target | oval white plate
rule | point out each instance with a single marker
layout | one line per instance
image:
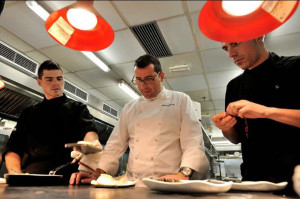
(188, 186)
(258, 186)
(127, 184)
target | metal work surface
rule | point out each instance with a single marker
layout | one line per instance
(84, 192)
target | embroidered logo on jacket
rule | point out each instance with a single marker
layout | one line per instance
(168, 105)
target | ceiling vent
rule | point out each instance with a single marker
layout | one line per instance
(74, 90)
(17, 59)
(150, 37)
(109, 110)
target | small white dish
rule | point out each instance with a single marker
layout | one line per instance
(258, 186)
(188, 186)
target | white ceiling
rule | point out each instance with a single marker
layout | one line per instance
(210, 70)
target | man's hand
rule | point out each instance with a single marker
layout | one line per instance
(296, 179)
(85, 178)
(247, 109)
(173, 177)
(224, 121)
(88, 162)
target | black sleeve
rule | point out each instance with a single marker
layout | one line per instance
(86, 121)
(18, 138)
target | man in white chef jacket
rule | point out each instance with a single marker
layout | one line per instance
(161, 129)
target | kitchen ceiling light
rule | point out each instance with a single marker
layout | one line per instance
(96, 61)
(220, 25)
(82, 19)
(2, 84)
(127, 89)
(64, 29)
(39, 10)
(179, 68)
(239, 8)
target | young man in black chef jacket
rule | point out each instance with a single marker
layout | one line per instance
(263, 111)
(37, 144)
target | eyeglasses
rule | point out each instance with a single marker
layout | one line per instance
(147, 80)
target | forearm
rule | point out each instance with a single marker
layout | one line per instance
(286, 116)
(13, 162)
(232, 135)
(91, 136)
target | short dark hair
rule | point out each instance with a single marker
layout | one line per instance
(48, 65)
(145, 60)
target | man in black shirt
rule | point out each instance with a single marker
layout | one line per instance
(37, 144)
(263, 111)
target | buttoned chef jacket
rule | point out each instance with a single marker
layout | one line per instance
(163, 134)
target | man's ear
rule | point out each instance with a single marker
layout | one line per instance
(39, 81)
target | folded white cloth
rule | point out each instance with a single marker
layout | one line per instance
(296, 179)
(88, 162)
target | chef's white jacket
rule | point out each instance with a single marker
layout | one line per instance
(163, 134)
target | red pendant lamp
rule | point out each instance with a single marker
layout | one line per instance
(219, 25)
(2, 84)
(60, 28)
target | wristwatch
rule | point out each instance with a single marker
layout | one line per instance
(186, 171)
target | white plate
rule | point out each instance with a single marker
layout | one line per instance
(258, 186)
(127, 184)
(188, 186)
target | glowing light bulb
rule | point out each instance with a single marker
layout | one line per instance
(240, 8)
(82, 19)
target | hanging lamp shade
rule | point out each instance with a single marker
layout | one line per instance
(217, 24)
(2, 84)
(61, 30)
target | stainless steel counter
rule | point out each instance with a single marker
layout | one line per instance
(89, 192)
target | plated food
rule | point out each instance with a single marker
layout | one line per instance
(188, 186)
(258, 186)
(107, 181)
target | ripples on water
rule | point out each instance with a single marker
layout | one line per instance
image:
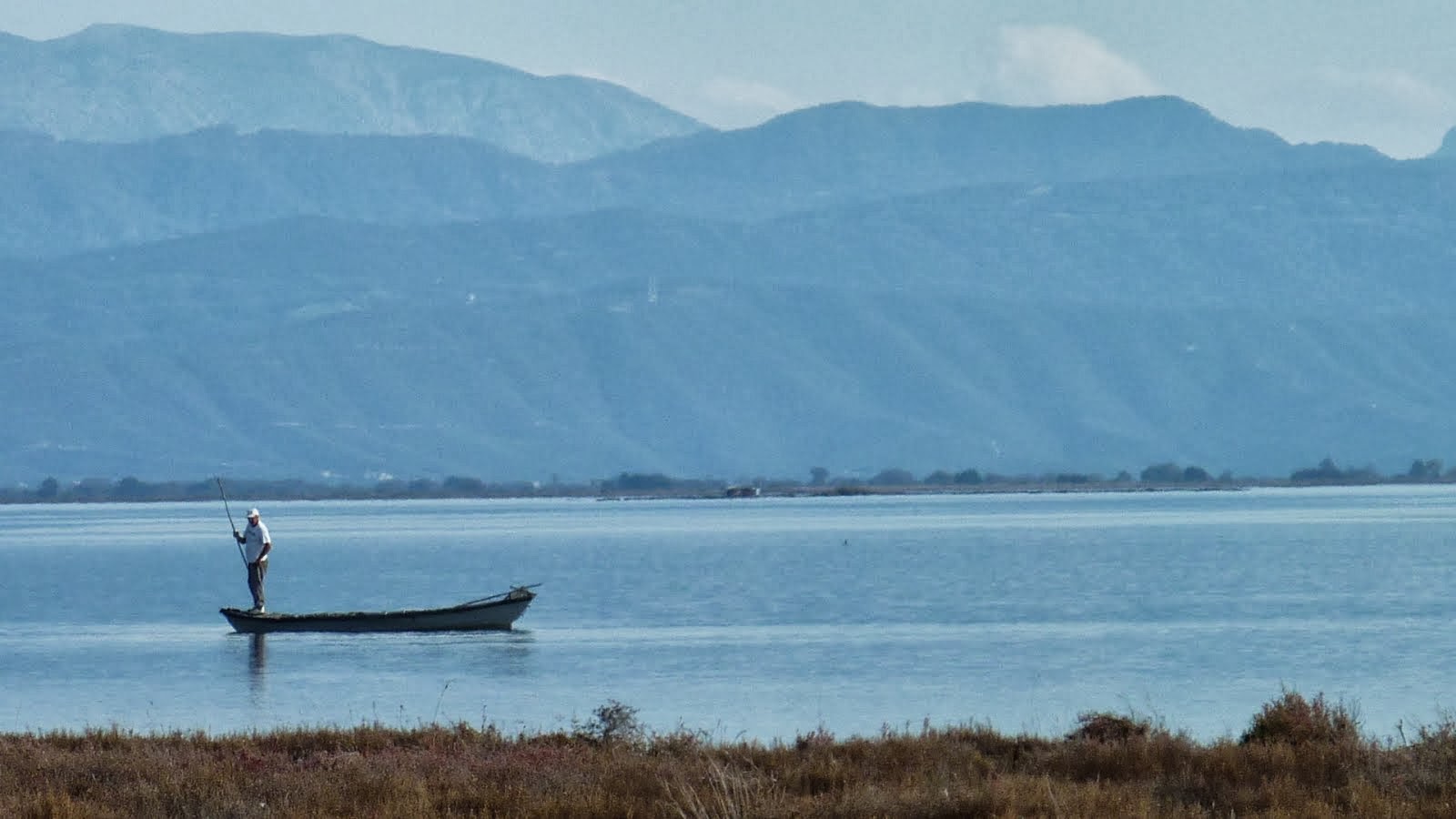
****
=== EXERCISE DETAILS ===
Quote every entry exactly, with the pictures omitted.

=== WRITTEN REPLY ===
target | oval white plate
rule | point out each instance with a single marker
layout | one line per instance
image:
(188, 186)
(258, 186)
(127, 184)
target | metal work surface
rule | point out each instance with a single marker
layout | one line per instance
(84, 192)
target | embroidered logo on jacket
rule | point out each instance with a single marker
layout | one line per instance
(168, 105)
target | ceiling vent
rule | point out each instance with a single marker
layout | one line per instance
(74, 90)
(17, 59)
(150, 37)
(109, 110)
target | small white dish
rule | point out each instance with a single marker
layout | one line per instance
(258, 186)
(188, 186)
target | white ceiling
rule | point out each instance with a single marker
layout | one line per instance
(210, 70)
target | man's hand
rule | point out each instance with a single marker
layout | one line per instance
(296, 179)
(85, 178)
(247, 109)
(173, 177)
(224, 121)
(88, 162)
target | black sleeve
rule | point out each instance with a single marker
layout | one line per instance
(86, 121)
(18, 138)
target | man in white chef jacket
rule | point out each instance with a single marker
layout | one line per instance
(161, 129)
target | kitchen ceiling light
rule | point out each instance with a single marker
layout | one line per instance
(96, 61)
(220, 25)
(82, 19)
(2, 84)
(127, 89)
(64, 29)
(39, 10)
(179, 68)
(239, 8)
target | young man in black chef jacket
rule | point out each instance with a single marker
layout | one line per instance
(263, 111)
(37, 144)
target | eyeglasses
rule | point out each instance with a single marker
layout | one line per instance
(147, 80)
target | forearm
rule | point out each instance with a single marker
layout | one line per instance
(286, 116)
(13, 162)
(232, 135)
(91, 136)
target | short dark hair
rule | point out each instance with a single marker
layout | one line per instance
(48, 65)
(145, 60)
target | man in black shirt
rule | point out each instance with a single marker
layout | one line per instance
(37, 144)
(263, 111)
target | buttoned chef jacket
rule | point out each instance with a single marker
layout | one line per instance
(163, 134)
target | man's ear
rule | point out each instance with a single marker
layout | one line per instance
(39, 81)
target | folded white cloth
rule | point out each instance with a single marker
layout | one line per instance
(296, 179)
(88, 162)
target | chef's white jacket
rule | point out each instance with a single marker
layout | one line per instance
(163, 134)
target | red pendant lamp
rule | point out each instance with a single marker
layout | one line per instance
(219, 25)
(2, 84)
(60, 28)
target | wristwatch
rule | point out each instance with a single marker
layout | one line per instance
(186, 171)
target | white plate
rule | point out each instance with a single marker
layout | one line per instance
(258, 186)
(127, 184)
(188, 186)
target | glowing light bulb
rule | point out each instance with a single marker
layout | one line per instance
(240, 8)
(82, 19)
target | hanging lamp shade
rule | point out each instance with a single marker
layout | one line per instance
(217, 24)
(2, 84)
(61, 30)
target | stainless steel counter
rule | point out each instance with a single marker
layout | one line per instance
(89, 192)
target | plated food
rule | point out each instance with a single marker
layout | one line per instance
(188, 186)
(258, 186)
(107, 181)
target | ripples on water
rule | point out each instance with a single marker
layout | one line per instance
image:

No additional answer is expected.